Dataset records
....................
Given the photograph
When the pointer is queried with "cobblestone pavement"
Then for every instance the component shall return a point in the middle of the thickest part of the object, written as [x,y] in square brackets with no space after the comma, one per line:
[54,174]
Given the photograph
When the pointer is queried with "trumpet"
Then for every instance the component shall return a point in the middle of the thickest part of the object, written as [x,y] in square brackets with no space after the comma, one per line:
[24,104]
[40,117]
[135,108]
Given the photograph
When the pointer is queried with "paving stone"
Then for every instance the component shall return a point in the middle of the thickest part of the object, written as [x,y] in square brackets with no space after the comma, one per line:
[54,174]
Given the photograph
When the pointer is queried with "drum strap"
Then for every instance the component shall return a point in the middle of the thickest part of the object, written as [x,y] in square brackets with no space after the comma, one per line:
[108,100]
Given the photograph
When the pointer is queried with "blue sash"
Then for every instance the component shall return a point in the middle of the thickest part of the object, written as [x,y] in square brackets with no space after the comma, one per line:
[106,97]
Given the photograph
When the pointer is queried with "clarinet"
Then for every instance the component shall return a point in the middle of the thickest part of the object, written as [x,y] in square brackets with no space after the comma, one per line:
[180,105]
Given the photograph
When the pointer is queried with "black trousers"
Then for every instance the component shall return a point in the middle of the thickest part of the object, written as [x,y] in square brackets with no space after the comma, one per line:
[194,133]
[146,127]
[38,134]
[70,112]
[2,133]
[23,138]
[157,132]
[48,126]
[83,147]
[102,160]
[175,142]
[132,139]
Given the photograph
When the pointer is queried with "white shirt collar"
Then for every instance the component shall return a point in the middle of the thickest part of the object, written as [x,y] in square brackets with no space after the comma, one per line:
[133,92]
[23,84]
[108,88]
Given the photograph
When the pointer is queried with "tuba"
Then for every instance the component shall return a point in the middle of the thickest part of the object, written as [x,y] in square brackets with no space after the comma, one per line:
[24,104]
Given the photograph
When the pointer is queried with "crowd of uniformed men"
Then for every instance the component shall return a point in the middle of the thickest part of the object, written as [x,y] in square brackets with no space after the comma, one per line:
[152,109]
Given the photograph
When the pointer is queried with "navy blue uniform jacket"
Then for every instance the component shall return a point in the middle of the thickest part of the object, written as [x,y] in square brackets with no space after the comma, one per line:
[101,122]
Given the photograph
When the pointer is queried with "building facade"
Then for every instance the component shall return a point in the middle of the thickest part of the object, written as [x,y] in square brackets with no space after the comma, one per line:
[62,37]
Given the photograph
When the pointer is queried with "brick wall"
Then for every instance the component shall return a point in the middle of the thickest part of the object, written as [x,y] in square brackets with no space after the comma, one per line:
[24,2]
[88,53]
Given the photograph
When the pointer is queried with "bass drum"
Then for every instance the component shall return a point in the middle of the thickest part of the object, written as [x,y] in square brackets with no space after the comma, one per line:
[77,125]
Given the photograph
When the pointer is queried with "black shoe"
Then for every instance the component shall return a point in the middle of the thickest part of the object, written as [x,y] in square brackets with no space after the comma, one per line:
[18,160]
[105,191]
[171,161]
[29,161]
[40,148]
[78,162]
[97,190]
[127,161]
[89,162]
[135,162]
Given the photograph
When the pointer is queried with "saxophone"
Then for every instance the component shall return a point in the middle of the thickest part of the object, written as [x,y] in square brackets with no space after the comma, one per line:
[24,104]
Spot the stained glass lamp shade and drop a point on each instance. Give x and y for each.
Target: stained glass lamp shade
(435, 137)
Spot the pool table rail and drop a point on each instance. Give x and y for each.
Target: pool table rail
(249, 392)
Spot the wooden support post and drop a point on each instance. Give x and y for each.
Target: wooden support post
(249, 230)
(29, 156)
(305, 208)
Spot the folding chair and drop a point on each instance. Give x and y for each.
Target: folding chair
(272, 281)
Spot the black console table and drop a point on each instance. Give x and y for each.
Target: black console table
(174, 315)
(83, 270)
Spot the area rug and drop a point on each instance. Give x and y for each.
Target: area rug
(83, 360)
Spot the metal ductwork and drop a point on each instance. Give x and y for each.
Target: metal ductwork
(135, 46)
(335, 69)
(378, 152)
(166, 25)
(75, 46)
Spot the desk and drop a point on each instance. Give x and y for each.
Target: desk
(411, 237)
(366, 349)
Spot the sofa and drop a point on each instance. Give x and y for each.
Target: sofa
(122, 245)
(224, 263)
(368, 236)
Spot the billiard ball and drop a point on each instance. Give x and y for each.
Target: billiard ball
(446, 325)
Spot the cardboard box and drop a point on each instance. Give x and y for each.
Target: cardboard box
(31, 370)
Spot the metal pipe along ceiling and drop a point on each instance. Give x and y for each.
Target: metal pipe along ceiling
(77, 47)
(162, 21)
....................
◆ **PROBLEM DETAILS**
Scan the entries above, and wherever a line holds the string "drum", copy it.

◆ **RESPONSE BOX**
When the pointer is queried with "drum strap"
When the pointer is queried with "bass drum"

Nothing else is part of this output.